» **Goal of the exercise**: Pull out every line of the records that contains the word "dense", matching case exactly.

» **Exercise data**:
▶
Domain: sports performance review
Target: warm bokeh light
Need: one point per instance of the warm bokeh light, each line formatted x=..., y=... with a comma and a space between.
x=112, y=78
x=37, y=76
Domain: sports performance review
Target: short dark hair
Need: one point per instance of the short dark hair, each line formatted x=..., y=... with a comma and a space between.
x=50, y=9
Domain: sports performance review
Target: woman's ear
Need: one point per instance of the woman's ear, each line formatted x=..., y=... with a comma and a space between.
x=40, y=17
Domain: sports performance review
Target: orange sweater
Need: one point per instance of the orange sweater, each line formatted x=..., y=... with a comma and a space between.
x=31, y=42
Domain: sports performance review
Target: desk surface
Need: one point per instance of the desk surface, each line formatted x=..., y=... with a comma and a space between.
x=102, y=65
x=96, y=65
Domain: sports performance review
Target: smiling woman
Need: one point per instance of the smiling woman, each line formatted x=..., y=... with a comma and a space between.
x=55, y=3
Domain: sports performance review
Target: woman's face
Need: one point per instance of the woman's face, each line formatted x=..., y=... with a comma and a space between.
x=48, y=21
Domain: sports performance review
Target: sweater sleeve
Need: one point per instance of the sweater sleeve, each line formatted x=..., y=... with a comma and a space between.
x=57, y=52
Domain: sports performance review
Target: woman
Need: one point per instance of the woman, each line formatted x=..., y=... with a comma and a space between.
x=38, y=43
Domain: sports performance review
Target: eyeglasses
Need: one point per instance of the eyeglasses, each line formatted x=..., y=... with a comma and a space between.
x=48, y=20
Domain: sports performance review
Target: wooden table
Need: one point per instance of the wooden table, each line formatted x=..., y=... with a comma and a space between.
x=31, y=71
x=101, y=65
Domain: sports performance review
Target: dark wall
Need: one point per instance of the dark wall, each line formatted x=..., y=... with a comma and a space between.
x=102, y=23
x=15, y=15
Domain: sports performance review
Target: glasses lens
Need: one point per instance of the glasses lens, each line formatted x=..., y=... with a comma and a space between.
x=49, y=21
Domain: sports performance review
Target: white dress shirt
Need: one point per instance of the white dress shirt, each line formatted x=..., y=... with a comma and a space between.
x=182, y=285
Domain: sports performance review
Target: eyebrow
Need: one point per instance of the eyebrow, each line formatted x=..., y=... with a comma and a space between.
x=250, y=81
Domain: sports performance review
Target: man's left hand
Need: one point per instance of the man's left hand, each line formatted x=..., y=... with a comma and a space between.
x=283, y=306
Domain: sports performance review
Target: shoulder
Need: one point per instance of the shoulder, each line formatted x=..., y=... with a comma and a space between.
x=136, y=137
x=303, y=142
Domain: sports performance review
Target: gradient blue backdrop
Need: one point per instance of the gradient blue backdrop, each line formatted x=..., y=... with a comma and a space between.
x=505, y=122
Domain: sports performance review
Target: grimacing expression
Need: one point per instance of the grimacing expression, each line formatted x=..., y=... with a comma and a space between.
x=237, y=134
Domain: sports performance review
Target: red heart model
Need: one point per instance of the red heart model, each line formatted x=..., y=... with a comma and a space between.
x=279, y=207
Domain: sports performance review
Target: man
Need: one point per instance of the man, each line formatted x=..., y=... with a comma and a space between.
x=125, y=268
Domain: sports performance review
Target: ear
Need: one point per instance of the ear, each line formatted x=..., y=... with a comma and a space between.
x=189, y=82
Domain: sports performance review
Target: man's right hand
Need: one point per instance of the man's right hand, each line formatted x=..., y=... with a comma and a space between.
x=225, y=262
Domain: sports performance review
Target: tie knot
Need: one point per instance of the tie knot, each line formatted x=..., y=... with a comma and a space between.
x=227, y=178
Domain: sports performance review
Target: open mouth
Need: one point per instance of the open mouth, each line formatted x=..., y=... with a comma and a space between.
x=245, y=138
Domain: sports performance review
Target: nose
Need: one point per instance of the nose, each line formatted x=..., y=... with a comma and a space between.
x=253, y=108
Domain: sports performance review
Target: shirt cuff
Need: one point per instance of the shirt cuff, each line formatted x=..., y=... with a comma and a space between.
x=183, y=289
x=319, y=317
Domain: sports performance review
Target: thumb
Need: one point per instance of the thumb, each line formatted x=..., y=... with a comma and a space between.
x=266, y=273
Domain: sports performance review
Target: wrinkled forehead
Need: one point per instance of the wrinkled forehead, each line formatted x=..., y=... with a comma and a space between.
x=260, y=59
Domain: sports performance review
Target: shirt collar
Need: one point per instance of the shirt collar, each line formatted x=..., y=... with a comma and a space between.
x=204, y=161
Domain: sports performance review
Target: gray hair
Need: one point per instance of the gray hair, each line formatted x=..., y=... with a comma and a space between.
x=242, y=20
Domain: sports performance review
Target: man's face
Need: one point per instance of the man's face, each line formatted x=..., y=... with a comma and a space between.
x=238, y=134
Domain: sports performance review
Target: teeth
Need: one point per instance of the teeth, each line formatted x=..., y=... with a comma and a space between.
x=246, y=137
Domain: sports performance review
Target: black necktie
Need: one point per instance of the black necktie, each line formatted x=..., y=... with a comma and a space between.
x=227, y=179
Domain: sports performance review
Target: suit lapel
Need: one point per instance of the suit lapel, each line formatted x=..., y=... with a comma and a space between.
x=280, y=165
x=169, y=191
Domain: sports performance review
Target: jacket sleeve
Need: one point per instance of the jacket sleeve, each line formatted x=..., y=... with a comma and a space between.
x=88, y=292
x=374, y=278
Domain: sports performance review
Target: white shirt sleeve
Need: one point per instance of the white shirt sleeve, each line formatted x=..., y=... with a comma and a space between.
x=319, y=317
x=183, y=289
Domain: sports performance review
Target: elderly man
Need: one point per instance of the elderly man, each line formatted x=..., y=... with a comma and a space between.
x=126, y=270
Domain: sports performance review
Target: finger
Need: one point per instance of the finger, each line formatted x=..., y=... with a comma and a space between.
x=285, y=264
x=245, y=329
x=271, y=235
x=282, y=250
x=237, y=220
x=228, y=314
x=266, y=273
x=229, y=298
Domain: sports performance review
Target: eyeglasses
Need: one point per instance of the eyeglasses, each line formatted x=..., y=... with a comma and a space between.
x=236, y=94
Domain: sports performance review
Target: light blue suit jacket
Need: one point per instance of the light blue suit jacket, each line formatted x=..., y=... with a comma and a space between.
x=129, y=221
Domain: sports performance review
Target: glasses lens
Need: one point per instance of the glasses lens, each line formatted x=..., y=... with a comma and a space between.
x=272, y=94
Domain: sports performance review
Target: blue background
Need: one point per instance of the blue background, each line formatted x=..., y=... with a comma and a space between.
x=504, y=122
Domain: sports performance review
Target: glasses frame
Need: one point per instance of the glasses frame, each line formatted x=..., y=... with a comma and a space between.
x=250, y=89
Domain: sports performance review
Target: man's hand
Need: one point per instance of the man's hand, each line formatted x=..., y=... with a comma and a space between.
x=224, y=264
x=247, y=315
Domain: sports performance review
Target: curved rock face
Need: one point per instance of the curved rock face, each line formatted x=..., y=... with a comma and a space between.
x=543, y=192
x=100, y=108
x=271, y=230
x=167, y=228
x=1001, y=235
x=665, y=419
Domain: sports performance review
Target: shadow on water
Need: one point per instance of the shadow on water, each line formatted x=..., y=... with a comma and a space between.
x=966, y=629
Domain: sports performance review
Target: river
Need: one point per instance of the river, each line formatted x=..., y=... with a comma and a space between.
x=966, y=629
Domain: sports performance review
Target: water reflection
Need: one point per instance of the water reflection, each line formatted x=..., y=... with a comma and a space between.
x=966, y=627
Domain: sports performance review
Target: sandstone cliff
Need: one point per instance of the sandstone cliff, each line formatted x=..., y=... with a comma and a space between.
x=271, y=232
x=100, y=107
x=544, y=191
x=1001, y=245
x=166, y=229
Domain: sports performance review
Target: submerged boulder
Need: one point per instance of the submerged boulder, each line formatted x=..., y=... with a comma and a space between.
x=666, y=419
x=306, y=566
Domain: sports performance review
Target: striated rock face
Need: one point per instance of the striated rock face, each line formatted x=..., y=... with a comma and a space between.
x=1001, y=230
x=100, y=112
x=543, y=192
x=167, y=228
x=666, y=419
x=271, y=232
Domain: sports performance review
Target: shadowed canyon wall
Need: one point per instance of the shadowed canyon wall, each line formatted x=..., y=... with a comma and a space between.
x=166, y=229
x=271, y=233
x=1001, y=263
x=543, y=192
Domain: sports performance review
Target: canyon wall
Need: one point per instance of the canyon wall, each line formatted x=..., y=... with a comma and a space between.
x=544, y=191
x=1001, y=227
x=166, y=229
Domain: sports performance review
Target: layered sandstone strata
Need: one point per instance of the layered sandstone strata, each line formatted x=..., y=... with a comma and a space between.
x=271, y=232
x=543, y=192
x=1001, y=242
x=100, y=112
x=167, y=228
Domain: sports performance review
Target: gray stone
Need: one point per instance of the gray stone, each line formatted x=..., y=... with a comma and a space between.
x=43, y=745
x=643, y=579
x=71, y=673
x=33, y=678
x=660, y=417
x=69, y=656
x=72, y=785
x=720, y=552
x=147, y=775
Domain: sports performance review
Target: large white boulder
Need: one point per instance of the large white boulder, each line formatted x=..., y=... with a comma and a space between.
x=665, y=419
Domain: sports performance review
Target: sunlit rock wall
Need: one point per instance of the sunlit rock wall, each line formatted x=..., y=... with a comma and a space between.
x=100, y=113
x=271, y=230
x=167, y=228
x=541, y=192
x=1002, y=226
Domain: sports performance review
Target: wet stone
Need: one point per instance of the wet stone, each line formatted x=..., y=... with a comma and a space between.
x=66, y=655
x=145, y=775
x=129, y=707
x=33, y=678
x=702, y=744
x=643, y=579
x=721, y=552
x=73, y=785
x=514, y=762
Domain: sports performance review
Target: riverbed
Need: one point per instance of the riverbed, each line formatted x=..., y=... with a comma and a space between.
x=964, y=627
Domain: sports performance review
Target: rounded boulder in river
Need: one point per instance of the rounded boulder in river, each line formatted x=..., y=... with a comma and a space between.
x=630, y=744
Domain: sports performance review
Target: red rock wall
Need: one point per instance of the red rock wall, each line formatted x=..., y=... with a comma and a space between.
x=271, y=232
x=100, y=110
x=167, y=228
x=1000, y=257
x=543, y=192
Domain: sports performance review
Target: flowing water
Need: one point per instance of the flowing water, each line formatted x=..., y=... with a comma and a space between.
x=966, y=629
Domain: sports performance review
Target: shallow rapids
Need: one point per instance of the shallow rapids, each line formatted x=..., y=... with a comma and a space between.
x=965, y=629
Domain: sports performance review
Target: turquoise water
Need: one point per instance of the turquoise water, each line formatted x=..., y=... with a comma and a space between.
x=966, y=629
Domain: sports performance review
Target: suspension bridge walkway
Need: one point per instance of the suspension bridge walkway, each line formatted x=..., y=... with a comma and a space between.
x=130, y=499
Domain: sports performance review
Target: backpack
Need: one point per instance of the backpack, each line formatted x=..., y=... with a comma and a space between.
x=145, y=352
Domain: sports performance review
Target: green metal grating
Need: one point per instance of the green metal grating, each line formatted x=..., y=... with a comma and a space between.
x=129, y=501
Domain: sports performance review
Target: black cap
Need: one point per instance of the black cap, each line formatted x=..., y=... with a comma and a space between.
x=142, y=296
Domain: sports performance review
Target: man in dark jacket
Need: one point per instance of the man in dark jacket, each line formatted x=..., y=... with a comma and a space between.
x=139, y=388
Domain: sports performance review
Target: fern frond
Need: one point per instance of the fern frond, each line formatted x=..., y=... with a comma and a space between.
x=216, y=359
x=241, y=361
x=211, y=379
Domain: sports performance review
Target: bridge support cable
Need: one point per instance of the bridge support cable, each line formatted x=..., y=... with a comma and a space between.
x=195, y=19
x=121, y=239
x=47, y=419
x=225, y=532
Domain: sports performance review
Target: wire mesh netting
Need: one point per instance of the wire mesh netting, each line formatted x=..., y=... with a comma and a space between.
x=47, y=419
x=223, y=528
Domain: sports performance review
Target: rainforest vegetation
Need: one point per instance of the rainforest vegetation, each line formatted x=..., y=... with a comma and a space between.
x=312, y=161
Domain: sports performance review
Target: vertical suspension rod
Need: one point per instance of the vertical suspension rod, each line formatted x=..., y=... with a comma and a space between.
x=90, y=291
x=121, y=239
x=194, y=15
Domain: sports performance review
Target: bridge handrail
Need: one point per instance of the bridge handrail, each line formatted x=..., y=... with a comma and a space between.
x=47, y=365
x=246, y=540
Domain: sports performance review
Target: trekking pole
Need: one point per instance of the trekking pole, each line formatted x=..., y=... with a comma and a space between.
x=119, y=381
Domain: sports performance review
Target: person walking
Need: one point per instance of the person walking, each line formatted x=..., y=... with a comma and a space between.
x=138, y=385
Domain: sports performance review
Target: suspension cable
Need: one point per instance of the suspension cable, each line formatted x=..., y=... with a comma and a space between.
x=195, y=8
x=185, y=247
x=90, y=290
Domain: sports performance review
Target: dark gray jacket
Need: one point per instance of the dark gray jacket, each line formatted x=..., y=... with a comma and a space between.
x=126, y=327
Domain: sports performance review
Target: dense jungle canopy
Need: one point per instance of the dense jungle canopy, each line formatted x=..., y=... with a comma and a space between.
◀
» **Written answer**:
Target: dense jungle canopy
Need: one point per instance of the dense jungle canopy, each line formatted x=..., y=... with a comma and a space between.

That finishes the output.